§ **WHAT IS EXPECTED**:
Output every line of the records below as a JSON list of strings, one string per line, skipping blank lines. Leave the pictures out.

— Begin DATASET EXCERPTS —

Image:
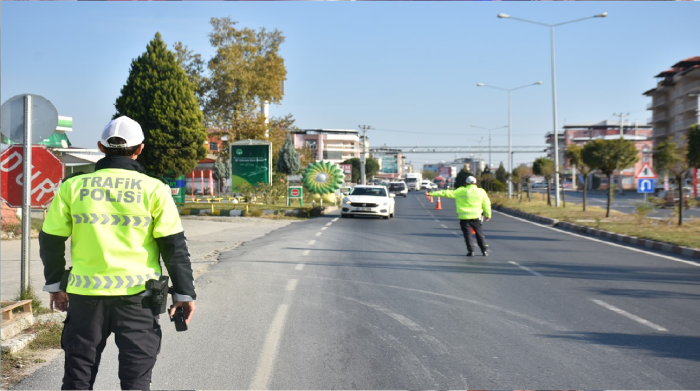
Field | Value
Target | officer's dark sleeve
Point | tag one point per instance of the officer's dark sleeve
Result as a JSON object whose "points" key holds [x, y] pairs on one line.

— End DATASET EXCERPTS —

§ **RESPONSE**:
[
  "Image:",
  "Field | Value",
  "Target | officer's dark sleeve",
  "Point | tag one point per instance of the officer's dark sleeve",
  "Result as a JSON object whose \"points\" key holds [x, y] pairs on one line."
]